» **What you are asked to do**
Only lines with the word "brown" belong in the answer; copy them from the records below.

[Photo-based referring expression data]
((

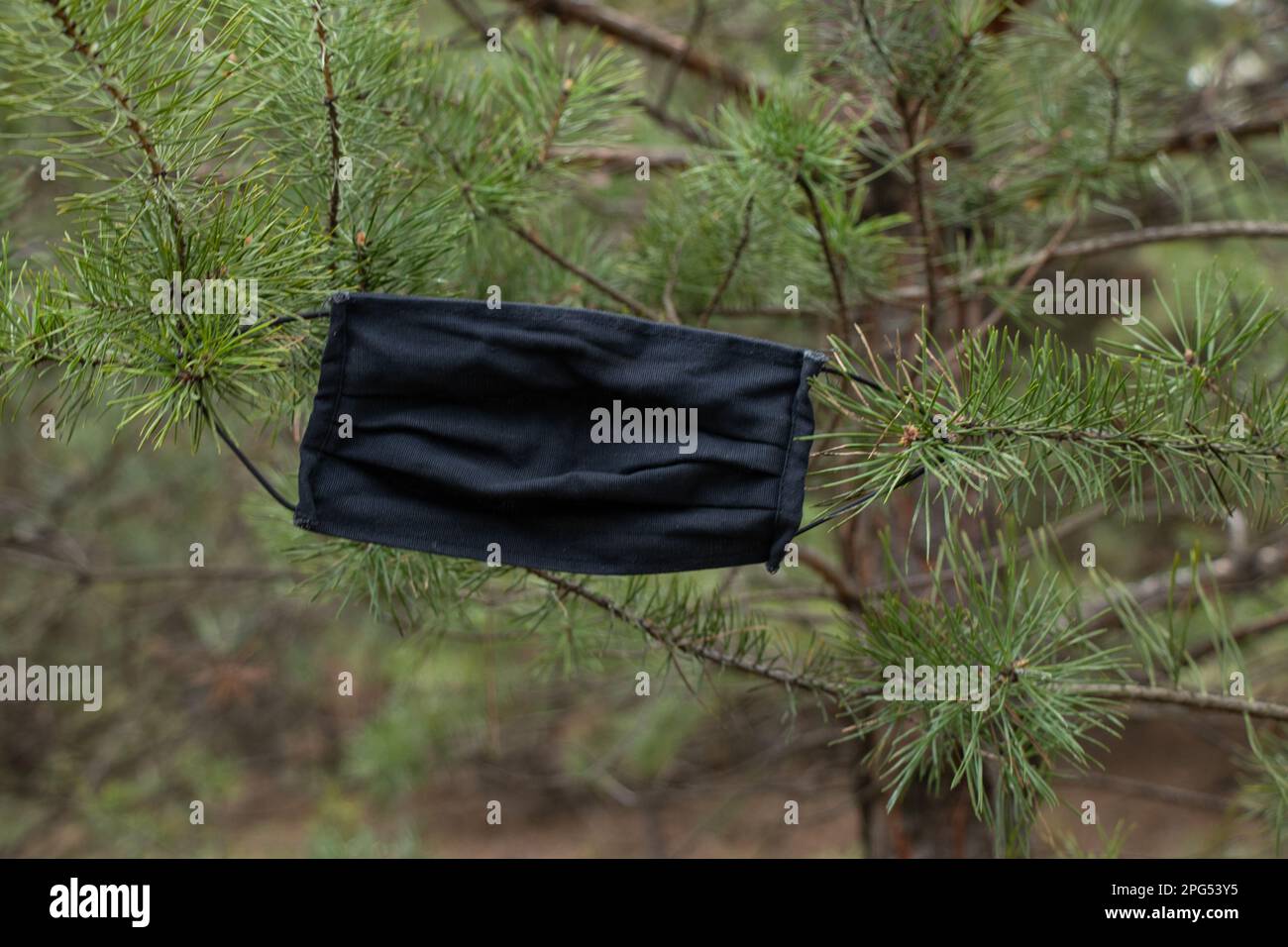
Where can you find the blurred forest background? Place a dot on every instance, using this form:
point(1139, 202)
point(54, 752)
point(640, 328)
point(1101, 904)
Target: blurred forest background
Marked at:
point(222, 681)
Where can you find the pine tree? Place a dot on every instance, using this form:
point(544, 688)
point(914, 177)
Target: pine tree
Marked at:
point(888, 182)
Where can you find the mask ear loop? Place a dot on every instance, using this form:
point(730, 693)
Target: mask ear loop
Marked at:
point(227, 438)
point(863, 497)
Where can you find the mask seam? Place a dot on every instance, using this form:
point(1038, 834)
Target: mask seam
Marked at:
point(773, 352)
point(787, 459)
point(339, 309)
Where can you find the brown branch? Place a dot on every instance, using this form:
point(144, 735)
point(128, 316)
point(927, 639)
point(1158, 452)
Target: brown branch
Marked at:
point(733, 264)
point(333, 121)
point(1227, 571)
point(622, 159)
point(640, 33)
point(673, 73)
point(1271, 622)
point(832, 266)
point(1024, 279)
point(1185, 698)
point(1108, 243)
point(550, 253)
point(1173, 795)
point(760, 669)
point(133, 123)
point(846, 591)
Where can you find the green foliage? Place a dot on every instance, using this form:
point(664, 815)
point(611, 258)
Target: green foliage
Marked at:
point(1009, 617)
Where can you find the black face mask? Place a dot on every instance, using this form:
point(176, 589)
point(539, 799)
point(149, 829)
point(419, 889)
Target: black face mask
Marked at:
point(568, 440)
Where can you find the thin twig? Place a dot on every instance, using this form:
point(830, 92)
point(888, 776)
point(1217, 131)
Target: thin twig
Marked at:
point(640, 33)
point(832, 266)
point(550, 253)
point(1185, 698)
point(1108, 243)
point(141, 136)
point(733, 264)
point(333, 121)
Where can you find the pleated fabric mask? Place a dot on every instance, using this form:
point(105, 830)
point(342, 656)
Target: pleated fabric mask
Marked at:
point(554, 438)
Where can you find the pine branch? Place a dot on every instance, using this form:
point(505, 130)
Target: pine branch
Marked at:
point(1109, 243)
point(529, 236)
point(1193, 699)
point(715, 656)
point(333, 115)
point(82, 47)
point(644, 35)
point(704, 317)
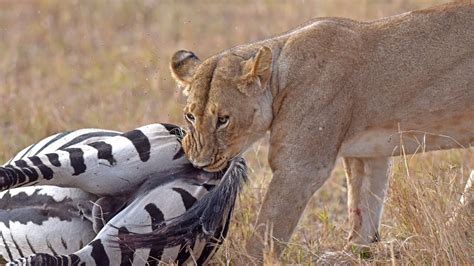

))

» **The completed task**
Where can you find the brown branch? Place a dot on every instance, using this form:
Target: brown branch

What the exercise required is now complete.